━━━ Information
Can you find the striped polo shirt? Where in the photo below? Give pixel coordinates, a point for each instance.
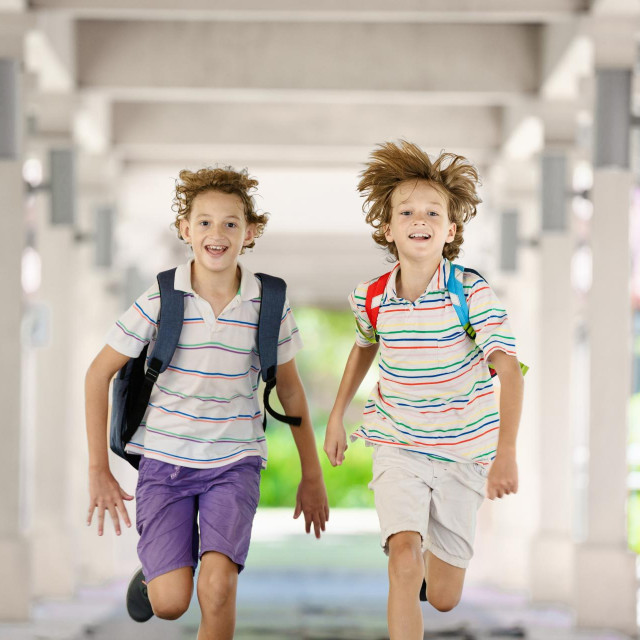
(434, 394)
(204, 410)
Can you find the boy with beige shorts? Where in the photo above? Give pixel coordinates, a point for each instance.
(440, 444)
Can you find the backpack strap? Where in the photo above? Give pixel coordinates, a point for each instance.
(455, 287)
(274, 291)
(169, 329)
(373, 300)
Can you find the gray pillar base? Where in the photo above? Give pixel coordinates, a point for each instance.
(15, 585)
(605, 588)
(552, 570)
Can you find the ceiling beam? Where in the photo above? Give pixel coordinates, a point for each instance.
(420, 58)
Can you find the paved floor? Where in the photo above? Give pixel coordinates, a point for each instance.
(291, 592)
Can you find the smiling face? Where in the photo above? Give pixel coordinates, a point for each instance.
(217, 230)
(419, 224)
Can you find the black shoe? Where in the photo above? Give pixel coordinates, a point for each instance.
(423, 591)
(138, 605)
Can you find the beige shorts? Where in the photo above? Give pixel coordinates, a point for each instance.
━━━━━━
Task to carry out
Every line above is to be repeated exactly, but no picture is to appear in the copy.

Written response
Can you find the striped polo shirt? Where in the photo below? Give pixel coordinates, a point for each instance.
(434, 394)
(204, 410)
Can you find the boy with beige shorts? Where in the photo above? Give pixel coordinates, a point for each instance.
(440, 444)
Can you find the backpack strap? Where in the photo above? Give pixel coordinates, a point for each instance.
(455, 287)
(274, 291)
(169, 329)
(373, 300)
Can you find the gray pillar base? Where in the photo above? Give pixel coordinates, a point for each instance.
(15, 585)
(605, 588)
(552, 570)
Can you find the ceiling beam? Where in the photo above? Give pixel coordinates, a point for each instance.
(420, 58)
Can you find the paved floor? Where in the photo above? Give pixel coordinates, a point for each instance.
(291, 592)
Can you find the smiling face? Where in the photo above? Give pixel coordinates, a point for each instance.
(217, 230)
(419, 224)
Can you find the black shoe? Where in the photo above? Give pixel coordinates, a point for each instance.
(423, 591)
(138, 605)
Can you find the beige shorts? Where in the photo above? Give pixel coordinates, a point for each instance.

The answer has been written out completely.